Start of EXCERPT
You are viewing a plain text version of this content. The canonical link for it is here.
Posted to commits@spark.apache.org by do...@apache.org on 2020/01/18 08:18:47 UTC
[spark] branch master updated: [SPARK-30539][PYTHON][SQL] Add
DataFrame.tail in PySpark
This is an automated email from the ASF dual-hosted git repository.
dongjoon pushed a commit to branch master
in repository https://gitbox.apache.org/repos/asf/spark.git
The following commit(s) were added to refs/heads/master by this push:
new a6bdea3 [SPARK-30539][PYTHON][SQL] Add DataFrame.tail in PySpark
a6bdea3 is described below
commit a6bdea3ad4a5dde8a68aaf1db0d870ec36040c67
Author: HyukjinKwon <gu...@apache.org>
AuthorDate: Sat Jan 18 00:18:12 2020 -0800
[SPARK-30539][PYTHON][SQL] Add DataFrame.tail in PySpark
### What changes were proposed in this pull request?
https://github.com/apache/spark/pull/26809 added `Dataset.tail` API. It should be good to have it in PySpark API as well.
### Why are the changes needed?
To support consistent APIs.
End of EXCERPT
Start of PROVIDED RECORDS
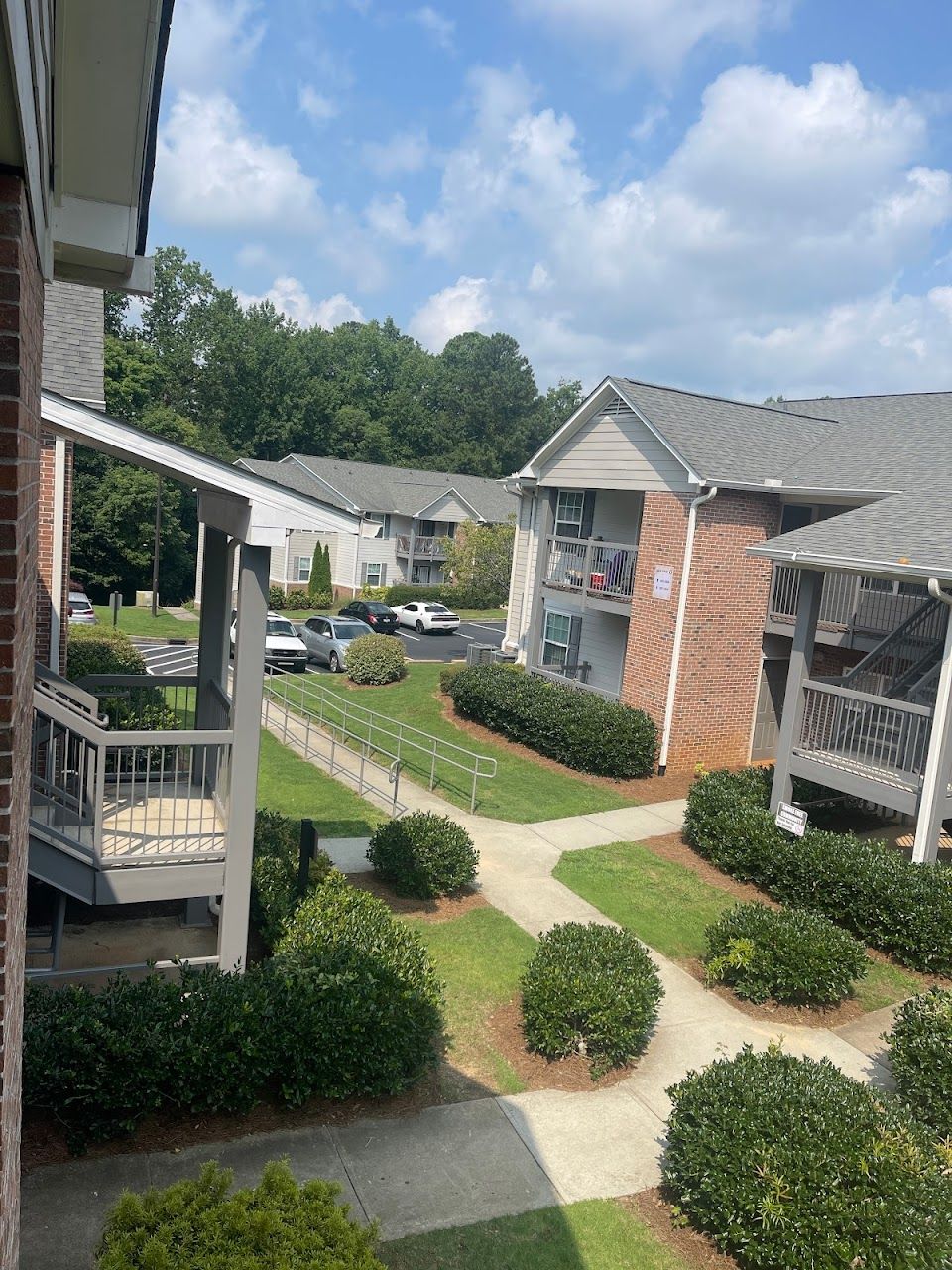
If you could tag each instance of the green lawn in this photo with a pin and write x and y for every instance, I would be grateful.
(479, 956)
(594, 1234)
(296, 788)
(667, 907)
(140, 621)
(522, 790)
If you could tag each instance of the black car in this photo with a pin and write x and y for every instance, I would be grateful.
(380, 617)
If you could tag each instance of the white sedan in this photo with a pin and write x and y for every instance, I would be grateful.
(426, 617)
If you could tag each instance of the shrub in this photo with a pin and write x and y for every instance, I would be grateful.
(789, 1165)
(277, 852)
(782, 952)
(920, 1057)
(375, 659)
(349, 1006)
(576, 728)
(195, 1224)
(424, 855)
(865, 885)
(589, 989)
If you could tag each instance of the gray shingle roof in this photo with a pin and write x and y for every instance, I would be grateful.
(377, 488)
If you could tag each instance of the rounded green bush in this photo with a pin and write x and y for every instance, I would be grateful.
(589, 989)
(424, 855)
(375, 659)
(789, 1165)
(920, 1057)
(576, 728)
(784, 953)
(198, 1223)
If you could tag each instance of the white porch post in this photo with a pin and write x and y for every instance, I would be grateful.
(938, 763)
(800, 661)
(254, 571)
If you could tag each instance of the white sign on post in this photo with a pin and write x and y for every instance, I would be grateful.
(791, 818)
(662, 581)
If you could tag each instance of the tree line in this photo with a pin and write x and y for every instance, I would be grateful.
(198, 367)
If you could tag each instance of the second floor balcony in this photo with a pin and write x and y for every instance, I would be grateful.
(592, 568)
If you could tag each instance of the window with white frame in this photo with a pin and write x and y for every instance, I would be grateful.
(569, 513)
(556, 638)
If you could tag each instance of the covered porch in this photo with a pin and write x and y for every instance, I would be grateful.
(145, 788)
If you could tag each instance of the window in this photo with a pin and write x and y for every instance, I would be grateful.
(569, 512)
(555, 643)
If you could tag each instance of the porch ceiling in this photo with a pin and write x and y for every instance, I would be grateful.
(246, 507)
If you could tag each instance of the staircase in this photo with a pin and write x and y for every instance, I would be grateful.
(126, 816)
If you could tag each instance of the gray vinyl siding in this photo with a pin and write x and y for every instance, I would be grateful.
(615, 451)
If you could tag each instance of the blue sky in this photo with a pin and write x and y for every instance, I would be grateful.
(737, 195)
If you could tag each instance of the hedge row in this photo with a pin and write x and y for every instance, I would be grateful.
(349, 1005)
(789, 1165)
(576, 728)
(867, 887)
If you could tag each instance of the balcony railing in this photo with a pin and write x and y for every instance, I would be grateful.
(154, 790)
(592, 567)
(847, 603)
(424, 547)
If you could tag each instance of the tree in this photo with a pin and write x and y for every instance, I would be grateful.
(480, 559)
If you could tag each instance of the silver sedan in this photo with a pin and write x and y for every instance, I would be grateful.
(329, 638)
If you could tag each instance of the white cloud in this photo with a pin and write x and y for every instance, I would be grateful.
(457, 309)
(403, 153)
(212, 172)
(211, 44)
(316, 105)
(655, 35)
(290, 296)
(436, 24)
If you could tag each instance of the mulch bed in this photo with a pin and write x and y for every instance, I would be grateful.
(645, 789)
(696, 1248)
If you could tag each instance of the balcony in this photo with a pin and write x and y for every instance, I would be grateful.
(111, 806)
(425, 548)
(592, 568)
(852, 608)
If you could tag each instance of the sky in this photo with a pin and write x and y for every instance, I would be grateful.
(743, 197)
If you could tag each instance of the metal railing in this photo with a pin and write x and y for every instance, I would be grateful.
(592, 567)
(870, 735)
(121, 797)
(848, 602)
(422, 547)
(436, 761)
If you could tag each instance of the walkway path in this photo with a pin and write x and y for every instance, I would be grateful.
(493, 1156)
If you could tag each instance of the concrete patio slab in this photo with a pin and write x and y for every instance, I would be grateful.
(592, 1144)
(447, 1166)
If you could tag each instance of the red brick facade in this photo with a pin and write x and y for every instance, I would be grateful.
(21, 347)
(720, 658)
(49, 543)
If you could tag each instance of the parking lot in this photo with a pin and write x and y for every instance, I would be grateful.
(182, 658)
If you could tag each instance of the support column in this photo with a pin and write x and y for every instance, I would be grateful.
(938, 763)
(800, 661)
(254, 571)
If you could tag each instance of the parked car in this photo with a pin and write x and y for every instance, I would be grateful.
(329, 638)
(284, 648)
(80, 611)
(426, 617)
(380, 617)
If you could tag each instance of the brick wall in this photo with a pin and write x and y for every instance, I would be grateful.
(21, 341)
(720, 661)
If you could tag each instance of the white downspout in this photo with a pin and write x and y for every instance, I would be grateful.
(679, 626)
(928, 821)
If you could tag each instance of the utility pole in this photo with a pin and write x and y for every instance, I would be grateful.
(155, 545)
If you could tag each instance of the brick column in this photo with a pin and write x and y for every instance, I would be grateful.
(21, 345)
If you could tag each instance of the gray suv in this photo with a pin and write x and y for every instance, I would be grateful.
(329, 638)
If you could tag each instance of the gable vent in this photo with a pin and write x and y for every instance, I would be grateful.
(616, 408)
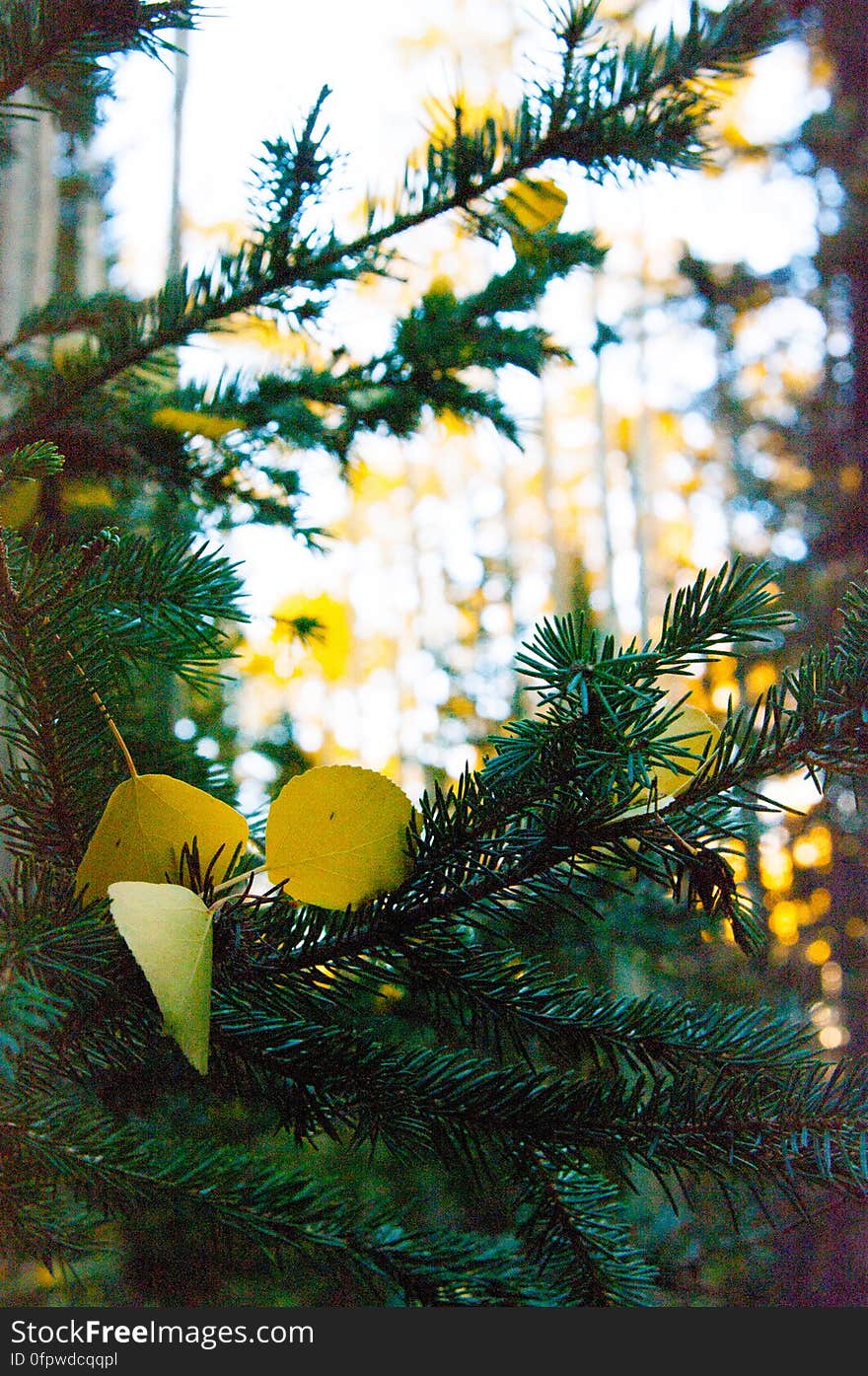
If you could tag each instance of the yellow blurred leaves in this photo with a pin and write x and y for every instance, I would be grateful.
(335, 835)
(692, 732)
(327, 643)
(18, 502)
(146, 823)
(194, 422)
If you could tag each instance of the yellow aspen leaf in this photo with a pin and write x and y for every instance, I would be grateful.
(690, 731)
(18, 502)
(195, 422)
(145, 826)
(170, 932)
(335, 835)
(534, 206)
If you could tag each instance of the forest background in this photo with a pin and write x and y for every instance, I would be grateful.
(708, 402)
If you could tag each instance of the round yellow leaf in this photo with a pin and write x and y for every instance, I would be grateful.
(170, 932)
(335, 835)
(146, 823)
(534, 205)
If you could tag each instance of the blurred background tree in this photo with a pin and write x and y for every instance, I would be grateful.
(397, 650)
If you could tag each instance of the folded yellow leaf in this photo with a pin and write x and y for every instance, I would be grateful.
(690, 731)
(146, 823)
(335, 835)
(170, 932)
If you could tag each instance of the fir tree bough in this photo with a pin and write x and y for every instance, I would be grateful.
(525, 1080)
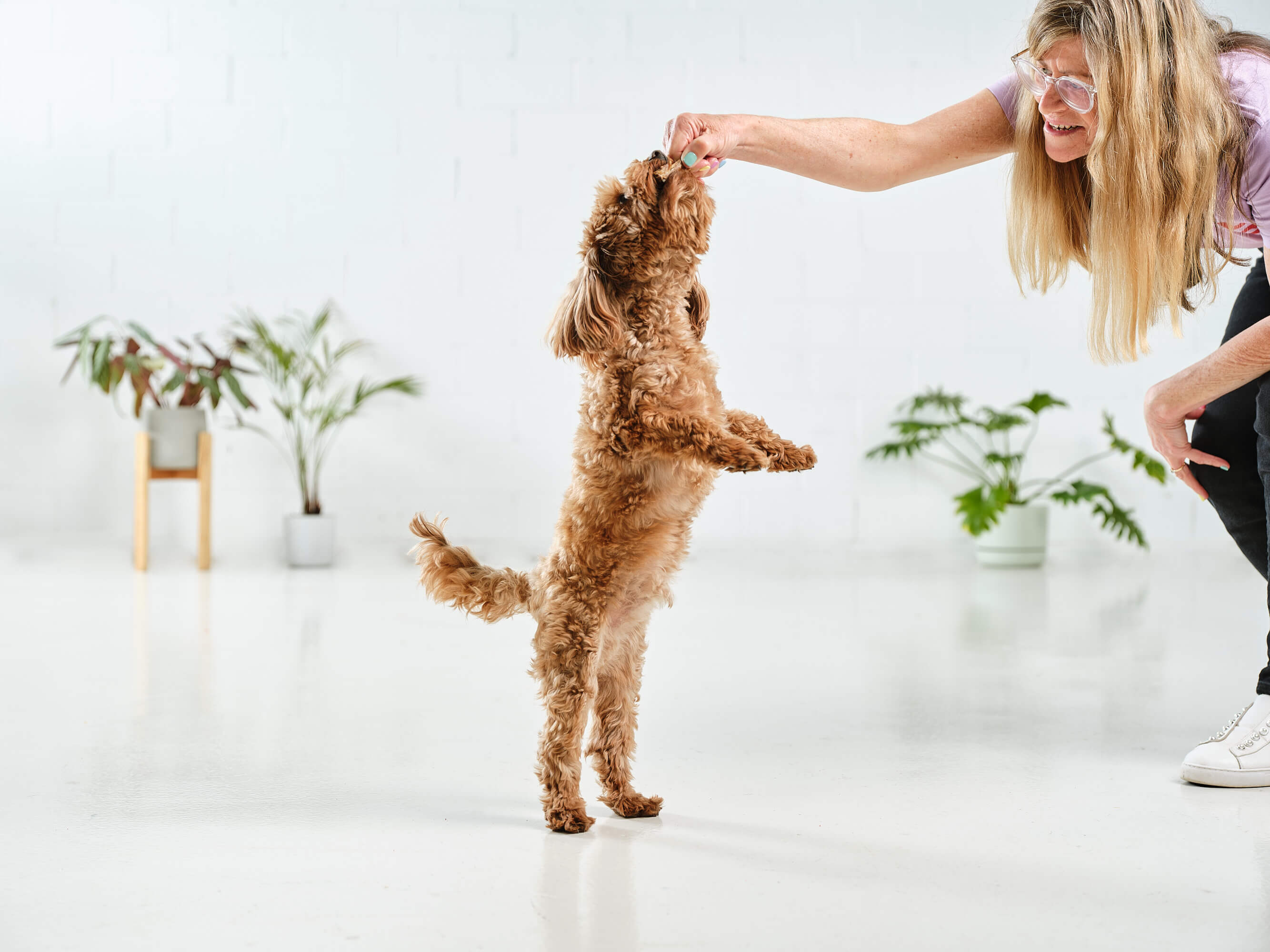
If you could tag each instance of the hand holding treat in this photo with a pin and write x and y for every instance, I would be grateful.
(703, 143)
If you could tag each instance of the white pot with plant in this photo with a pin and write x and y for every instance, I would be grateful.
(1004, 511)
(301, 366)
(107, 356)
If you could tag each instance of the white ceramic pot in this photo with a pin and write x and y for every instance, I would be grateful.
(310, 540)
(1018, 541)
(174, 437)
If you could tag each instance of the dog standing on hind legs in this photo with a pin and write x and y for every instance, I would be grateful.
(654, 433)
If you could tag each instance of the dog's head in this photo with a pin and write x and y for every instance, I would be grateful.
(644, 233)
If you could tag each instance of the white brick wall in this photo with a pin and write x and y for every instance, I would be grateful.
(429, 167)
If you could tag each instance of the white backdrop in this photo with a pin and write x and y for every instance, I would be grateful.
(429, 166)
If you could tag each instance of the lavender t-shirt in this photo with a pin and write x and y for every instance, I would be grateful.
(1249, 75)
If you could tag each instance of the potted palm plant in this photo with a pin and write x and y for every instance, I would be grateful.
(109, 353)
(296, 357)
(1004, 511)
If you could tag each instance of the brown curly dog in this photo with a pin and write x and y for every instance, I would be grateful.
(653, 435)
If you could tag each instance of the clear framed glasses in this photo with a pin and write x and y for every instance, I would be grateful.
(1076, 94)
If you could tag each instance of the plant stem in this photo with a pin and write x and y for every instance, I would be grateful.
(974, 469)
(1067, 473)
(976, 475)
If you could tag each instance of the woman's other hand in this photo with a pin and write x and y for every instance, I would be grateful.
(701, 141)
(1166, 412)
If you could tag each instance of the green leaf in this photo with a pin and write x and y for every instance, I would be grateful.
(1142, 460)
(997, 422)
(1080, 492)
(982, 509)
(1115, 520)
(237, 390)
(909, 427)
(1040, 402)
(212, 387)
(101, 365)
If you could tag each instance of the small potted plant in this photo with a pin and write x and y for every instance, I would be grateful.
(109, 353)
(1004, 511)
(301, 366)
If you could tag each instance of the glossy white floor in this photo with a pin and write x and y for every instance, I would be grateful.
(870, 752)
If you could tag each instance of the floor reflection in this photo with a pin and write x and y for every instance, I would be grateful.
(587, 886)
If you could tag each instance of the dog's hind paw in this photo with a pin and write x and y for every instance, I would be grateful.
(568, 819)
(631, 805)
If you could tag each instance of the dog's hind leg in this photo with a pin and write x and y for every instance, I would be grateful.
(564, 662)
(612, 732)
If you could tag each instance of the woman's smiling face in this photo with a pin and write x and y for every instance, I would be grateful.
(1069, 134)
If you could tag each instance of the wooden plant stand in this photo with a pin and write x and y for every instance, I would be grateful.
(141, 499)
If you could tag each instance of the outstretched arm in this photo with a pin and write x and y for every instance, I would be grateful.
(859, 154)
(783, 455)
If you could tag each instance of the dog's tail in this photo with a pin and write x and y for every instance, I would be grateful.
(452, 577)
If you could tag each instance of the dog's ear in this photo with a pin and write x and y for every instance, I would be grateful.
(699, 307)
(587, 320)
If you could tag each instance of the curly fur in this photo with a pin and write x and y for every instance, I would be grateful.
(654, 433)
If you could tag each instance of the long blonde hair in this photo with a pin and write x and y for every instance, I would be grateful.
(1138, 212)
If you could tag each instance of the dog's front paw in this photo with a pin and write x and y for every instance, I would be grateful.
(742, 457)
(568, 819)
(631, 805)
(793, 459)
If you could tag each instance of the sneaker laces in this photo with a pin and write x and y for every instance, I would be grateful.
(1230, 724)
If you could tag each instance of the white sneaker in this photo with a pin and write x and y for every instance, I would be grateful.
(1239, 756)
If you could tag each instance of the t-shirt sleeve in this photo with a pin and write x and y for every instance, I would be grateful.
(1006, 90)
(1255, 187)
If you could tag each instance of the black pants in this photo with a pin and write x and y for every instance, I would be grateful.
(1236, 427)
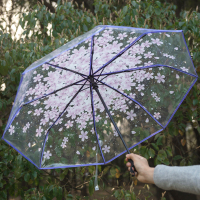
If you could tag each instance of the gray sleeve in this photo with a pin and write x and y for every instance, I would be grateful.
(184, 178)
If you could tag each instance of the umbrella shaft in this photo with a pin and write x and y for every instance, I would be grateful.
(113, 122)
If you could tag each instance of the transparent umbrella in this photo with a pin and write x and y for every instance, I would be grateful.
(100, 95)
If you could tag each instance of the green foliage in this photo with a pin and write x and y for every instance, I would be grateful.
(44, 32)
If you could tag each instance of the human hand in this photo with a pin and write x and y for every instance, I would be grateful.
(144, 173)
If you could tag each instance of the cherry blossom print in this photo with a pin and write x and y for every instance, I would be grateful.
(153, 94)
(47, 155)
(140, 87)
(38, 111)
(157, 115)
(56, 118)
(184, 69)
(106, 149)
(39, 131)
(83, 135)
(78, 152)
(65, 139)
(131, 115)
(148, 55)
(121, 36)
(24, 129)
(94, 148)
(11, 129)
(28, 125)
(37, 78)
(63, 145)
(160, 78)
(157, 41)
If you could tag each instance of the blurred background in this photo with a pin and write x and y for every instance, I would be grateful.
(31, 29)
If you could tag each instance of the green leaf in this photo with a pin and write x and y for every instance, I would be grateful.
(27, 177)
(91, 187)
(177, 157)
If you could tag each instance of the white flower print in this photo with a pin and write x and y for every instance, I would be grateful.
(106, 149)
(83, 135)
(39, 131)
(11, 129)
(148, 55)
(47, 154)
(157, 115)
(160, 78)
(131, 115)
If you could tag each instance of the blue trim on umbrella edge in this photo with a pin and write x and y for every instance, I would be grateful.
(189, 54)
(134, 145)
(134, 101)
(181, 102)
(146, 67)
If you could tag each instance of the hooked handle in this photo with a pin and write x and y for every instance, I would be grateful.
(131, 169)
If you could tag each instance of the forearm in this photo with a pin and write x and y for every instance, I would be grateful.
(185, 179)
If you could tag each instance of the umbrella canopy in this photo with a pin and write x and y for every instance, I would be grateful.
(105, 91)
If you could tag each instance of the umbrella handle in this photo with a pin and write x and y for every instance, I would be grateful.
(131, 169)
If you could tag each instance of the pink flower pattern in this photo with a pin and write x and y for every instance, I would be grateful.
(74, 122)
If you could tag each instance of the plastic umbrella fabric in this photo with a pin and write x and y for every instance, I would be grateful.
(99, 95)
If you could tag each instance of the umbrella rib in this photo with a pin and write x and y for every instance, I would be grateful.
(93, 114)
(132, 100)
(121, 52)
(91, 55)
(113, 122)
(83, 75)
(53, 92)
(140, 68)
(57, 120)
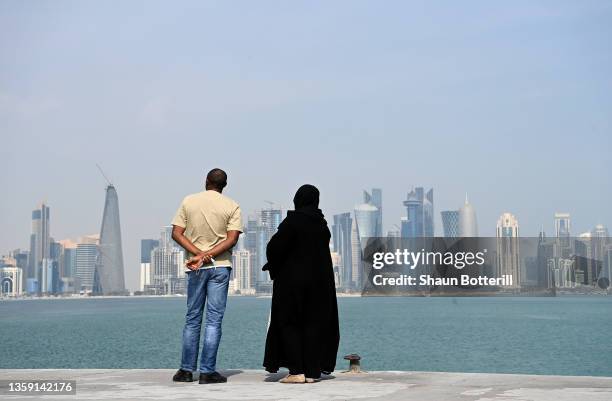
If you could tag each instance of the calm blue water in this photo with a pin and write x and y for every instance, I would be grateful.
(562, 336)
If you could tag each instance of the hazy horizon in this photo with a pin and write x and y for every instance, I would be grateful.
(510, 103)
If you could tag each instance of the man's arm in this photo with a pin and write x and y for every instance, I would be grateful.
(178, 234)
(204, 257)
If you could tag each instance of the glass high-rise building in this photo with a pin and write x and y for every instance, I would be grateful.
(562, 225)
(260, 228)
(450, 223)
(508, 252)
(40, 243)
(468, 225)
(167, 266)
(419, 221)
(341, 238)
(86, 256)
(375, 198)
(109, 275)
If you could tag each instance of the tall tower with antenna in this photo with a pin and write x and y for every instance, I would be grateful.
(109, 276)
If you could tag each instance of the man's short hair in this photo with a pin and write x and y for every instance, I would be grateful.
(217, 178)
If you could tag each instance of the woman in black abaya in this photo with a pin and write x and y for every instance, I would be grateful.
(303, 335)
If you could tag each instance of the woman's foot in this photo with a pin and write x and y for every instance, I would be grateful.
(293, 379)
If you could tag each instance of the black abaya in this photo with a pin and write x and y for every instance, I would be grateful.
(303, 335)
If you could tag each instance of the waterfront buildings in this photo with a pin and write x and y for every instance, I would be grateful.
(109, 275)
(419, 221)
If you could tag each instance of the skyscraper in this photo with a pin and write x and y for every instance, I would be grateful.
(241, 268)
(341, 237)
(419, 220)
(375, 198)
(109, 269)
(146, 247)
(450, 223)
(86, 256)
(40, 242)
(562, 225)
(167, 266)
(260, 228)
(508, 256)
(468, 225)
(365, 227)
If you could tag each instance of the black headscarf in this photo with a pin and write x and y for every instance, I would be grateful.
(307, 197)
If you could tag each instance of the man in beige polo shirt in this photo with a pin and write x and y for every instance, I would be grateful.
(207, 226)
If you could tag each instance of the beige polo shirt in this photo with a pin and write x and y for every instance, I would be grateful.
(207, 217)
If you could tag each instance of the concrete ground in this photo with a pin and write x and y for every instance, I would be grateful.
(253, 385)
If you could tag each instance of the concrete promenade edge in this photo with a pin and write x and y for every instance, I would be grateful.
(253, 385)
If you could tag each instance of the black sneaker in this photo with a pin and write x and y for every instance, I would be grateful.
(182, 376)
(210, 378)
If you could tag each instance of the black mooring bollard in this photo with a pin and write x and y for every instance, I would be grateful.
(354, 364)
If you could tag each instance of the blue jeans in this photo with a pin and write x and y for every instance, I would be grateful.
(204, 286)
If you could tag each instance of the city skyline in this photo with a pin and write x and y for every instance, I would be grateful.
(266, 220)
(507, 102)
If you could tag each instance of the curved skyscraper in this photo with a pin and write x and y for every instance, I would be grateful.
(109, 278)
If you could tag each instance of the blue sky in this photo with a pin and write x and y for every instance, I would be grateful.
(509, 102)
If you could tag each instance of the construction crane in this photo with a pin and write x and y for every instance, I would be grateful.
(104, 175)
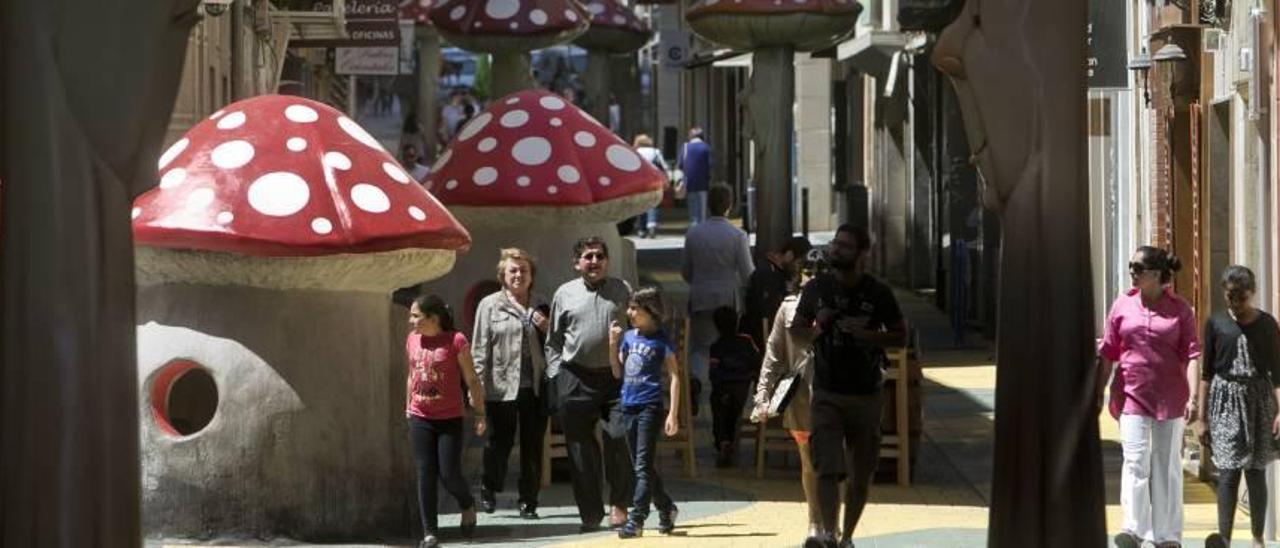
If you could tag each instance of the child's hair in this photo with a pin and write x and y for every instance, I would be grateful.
End of PROVIDED RECORDS
WORK TO DO
**1)** According to the commit email about adding DataFrame.tail to PySpark, why are the changes needed?
**2)** Resume the commit email about adding DataFrame.tail to PySpark from the point where it stops.

RESULTS IN ORDER
**1)** To support consistent APIs.

**2)**
### Does this PR introduce any user-facing change?
No. It adds a new API.
### How was this patch tested?
Manually tested and doctest was added.
Closes #27251 from HyukjinKwon/SPARK-30539.
Authored-by: HyukjinKwon <gu...@apache.org>
Signed-off-by: Dongjoon Hyun <dh...@apple.com>
---
python/pyspark/sql/dataframe.py | 16 ++++++++++++++++
.../src/main/scala/org/apache/spark/sql/Dataset.scala | 10 ++++++++++
2 files changed, 26 insertions(+)
diff --git a/python/pyspark/sql/dataframe.py b/python/pyspark/sql/dataframe.py
index 669de26..2432b81 100644
--- a/python/pyspark/sql/dataframe.py
+++ b/python/pyspark/sql/dataframe.py
@@ -605,6 +605,22 @@ class DataFrame(PandasMapOpsMixin, PandasConversionMixin):
"""
return self.limit(num).collect()
+ @ignore_unicode_prefix
+ @since(3.0)
+ def tail(self, num):
+ """
+ Returns the last ``num`` rows as a :class:`list` of :class:`Row`.
+
+ Running tail requires moving data into the application's driver process, and doing so with
+ a very large ``num`` can crash the driver process with OutOfMemoryError.
+
+ >>> df.tail(1)
+ [Row(age=5, name=u'Bob')]
+ """
+ with SCCallSiteSync(self._sc):
+ sock_info = self._jdf.tailToPython(num)
+ return list(_load_from_socket(sock_info, BatchedSerializer(PickleSerializer())))
+
@since(1.3)
def foreach(self, f):
"""Applies the ``f`` function to all :class:`Row` of this :class:`DataFrame`.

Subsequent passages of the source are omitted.